(SELECTED EXCERPT)
::::
This is really two compositions back to back. The first, 12′00″, is based on a recording at an elementary school. The second, 19′05″, comes from a recording of an outdoor evening party. These were made in Onishi, Gunma, Japan, in the course of an artist’s residency at Shiro Oni Studio, August–September 2017. The piece was exhibited during a regional fall arts festival held in Onishi at the end of September. Visitors were invited to climb a ladder to a lofted storage space in a disused brewery and sit in the dark listening to the piece, which played on loop.

I started by making field recordings using a Sony PCM-M10 with the onboard microphones. Then I sliced the recordings into overlapping segments a half-second long and extracted from each segment a large number of features describing the spectral envelope of the sound. Next I reinterpreted these features using a family of statistical learning techniques known as manifold learning. Finally I reassembled the segments in a new sequence according to where they fell on the manifold. If you sit and listen for five or ten minutes you’ll hear a subtle but definite change in the quality of the sound.
::::
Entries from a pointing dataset
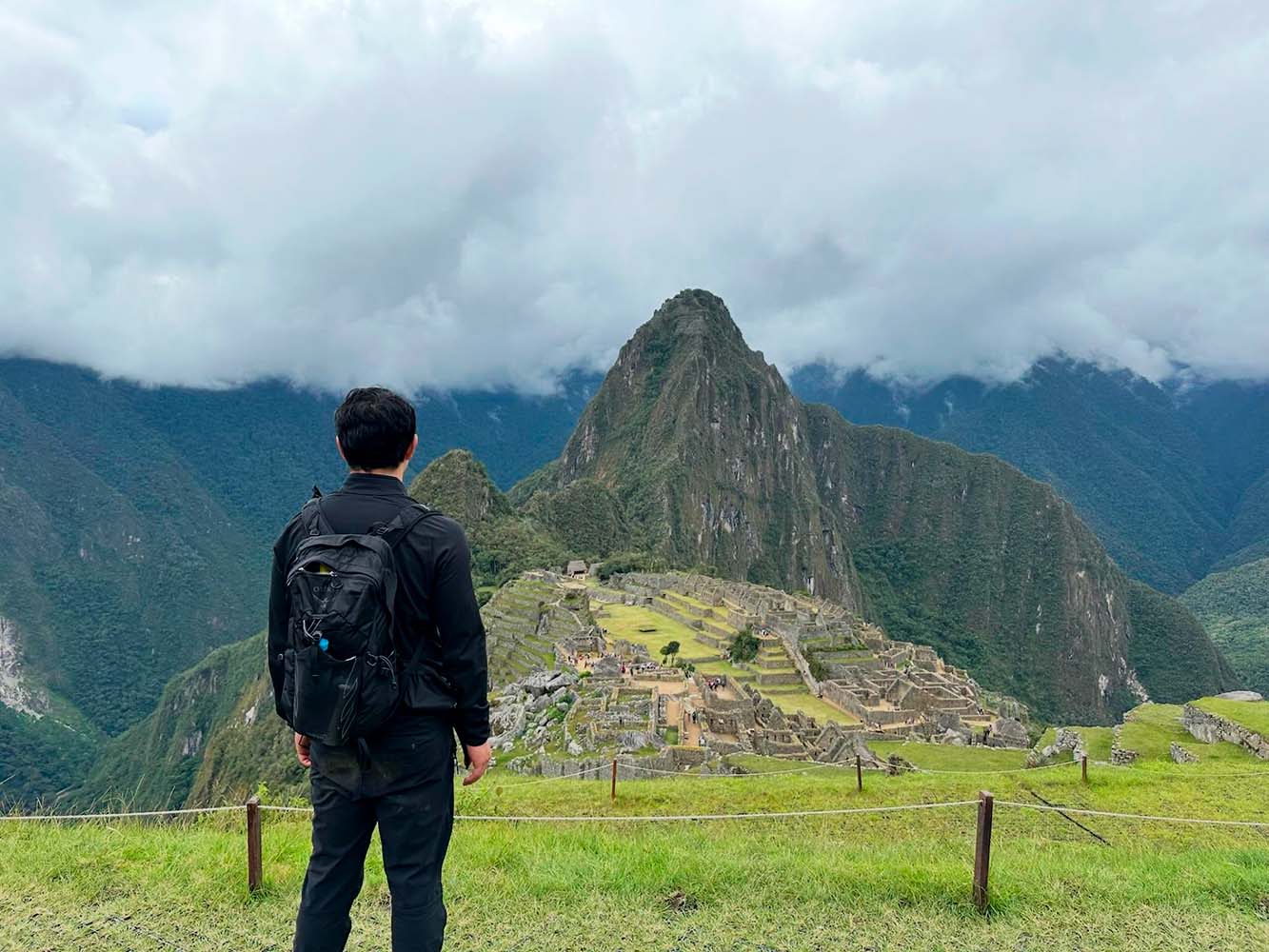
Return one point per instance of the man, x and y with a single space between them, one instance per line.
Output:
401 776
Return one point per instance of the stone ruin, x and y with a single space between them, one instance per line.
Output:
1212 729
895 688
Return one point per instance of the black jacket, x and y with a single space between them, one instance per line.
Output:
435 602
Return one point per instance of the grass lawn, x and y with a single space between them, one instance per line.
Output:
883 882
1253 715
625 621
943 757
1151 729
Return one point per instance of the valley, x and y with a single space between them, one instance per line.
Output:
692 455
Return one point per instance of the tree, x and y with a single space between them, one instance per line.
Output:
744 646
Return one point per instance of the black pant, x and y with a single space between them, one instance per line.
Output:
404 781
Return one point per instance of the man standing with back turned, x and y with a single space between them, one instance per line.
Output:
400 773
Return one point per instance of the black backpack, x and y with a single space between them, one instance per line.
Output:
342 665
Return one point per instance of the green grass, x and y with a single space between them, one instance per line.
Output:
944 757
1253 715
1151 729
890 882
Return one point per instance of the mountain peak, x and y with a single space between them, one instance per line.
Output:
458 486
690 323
::::
(REQUIREMENTS)
#1 According to the excerpt about the sound composition, what device made the field recordings?
#2 Continue the excerpt about the sound composition from the point where it stops.
The records are separate material and have no connection to the excerpt about the sound composition.

(TASK-BY-TASK RESULTS)
#1 A Sony PCM-M10 with its onboard microphones.

#2
For nerds. Sources were sampled at 48/24. Shingles of 500ms stepped at 250ms were analyzed to recover mel frequency cepstral coefficients and spectral flatnesses. The feature space comprised the first four central moments (arithmetic mean, variance, skewness, and kurtosis) of the first 13 MFCCs, along with the first four central moments of the first and second derivatives of the MFCCs, together with the first four central moments of the spectral flatness for binary-log fbands. This made for a feature space of cardinality 180. I experimented with a variety of locally linear embedding strategies before concluding that vanilla PCA yielded the best-sounding results, i.e., those that best allowed listeners to detect a trend in timbre over the course of the composition. The feature space strategy was inspired by Dupont and Ravet, “Improved audio classification using a novel non-linear dimensionality reduction ensemble approach.” Unlike Dupont and Ravet, I did not use t-SNE, in part because while it is well suited to categorical classification it does a poor job preserving neighborness. For details on filtering and justification of embedding strategy see the source code.